## Objetivo de la tarea
Edita el salmo desde "7 Entonad la" hasta "músculos del hombre.", ambos incluidos, cambiando "arpa" por "cítara".

## Pasaje facilitado

1 ¡Aleluya!
Alabad al Señor, pues es bueno cantar.
Nuestro Dios merece una alabanza armoniosa.
2 El Señor reconstruye Jerusalén,
reúne a los deportados de Israel.
3 Cura a los de corazón despedazado
y cuida sus heridas.
4 Cuenta el número de las estrellas,
y a cada una la llama por su nombre.
5 Nuestro Señor es grande y poderoso,
y su sabiduría no tiene medida.
6 El Señor sostiene a los pobres
y humilla hasta el suelo a los malvados.
7 Entonad la acción de gracias al Señor,
cantad a nuestro Dios con el arpa.
8 Él cubre el cielo de nubes,
preparando la lluvia para la tierra.
Hace brotar hierba sobre los montes
y plantas útiles al hombre.
9 Dispensa alimento al rebaño,
y a las crías del cuervo, que graznan.
10 No le agrada el vigor del caballo,
ni aprecia los músculos del hombre.

## Material proporcionado
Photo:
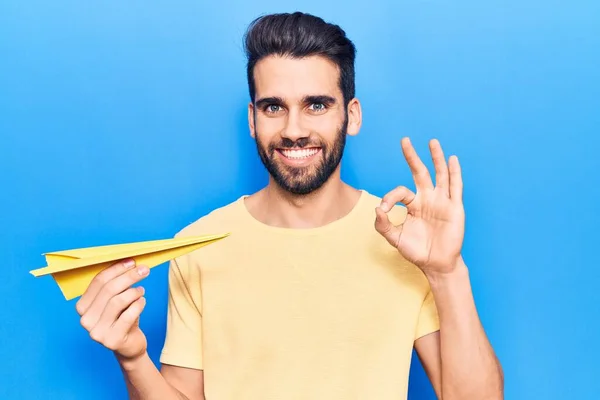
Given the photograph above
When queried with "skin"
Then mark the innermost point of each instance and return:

## La respuesta
7 Entonad la acción de gracias al Señor,
cantad a nuestro Dios con el cítara.
8 Él cubre el cielo de nubes,
preparando la lluvia para la tierra.
Hace brotar hierba sobre los montes
y plantas útiles al hombre.
9 Dispensa alimento al rebaño,
y a las crías del cuervo, que graznan.
10 No le agrada el vigor del caballo,
ni aprecia los músculos del hombre.